• _Problem description_
Without any pictures, retype exactly the lines from the one with "Where can you spot the vertical" through the final line of the records.

• _Natural-language object grounding data_
=====
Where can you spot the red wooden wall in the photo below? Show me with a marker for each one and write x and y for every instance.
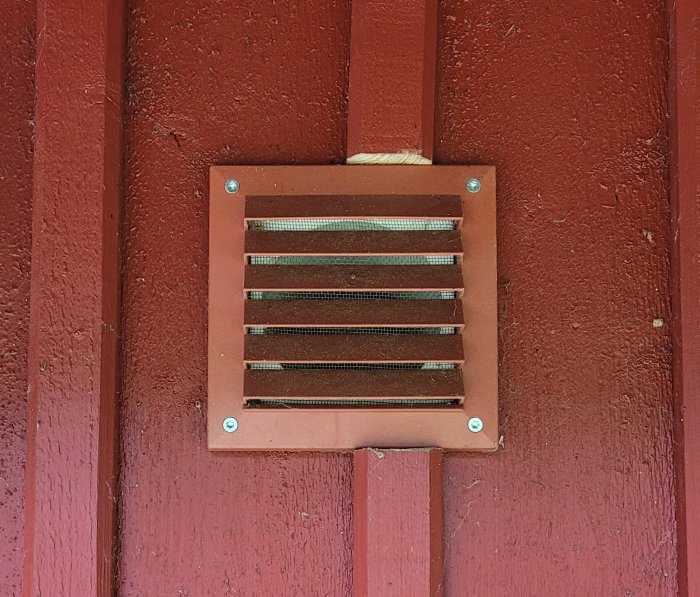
(568, 102)
(16, 112)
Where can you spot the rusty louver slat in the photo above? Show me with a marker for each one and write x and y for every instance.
(341, 383)
(353, 277)
(353, 313)
(353, 348)
(365, 242)
(348, 206)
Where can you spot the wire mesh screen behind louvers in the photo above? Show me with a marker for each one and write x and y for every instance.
(329, 226)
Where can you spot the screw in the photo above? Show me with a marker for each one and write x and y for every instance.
(473, 185)
(230, 424)
(475, 424)
(232, 186)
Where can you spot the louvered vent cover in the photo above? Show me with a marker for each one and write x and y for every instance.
(352, 306)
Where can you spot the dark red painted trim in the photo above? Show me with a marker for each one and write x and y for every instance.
(684, 96)
(397, 510)
(73, 344)
(392, 77)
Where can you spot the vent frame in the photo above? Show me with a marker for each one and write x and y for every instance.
(347, 429)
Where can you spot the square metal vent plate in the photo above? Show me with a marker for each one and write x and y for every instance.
(352, 306)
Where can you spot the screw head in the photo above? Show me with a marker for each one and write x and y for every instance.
(473, 185)
(232, 186)
(475, 424)
(230, 424)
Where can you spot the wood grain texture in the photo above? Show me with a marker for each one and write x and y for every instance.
(397, 550)
(568, 102)
(684, 101)
(194, 522)
(17, 22)
(74, 300)
(392, 77)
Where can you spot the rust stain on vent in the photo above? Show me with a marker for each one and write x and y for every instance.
(352, 306)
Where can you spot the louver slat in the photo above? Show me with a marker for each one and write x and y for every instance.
(366, 242)
(349, 313)
(340, 383)
(352, 307)
(408, 348)
(353, 277)
(352, 206)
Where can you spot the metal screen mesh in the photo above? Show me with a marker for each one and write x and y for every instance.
(309, 225)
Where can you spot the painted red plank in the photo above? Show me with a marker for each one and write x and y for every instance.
(74, 299)
(397, 510)
(684, 95)
(392, 78)
(342, 383)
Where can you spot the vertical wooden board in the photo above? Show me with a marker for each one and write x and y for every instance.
(212, 82)
(17, 99)
(73, 326)
(684, 104)
(397, 548)
(392, 78)
(572, 114)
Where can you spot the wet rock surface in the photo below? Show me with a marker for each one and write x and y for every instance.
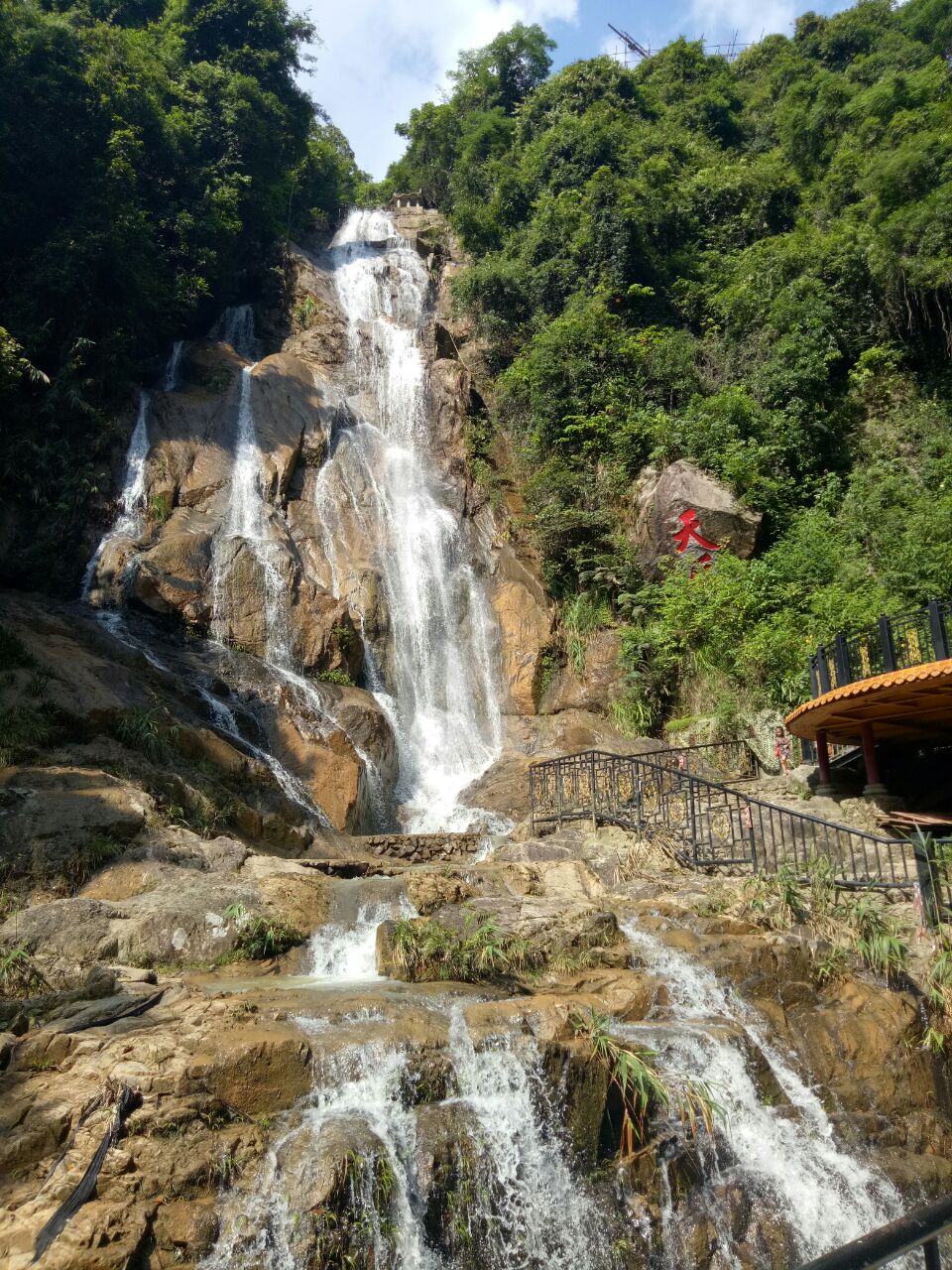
=====
• _Answer area_
Where can you spot the vertical wooden board in the photo above? Show me with a marker for each one and write x and y for every instance.
(212, 82)
(17, 99)
(73, 326)
(684, 104)
(397, 548)
(392, 78)
(572, 114)
Where can you spot the wet rock surface in the photo below? Show me with a marker for each one and write x and y for every instance.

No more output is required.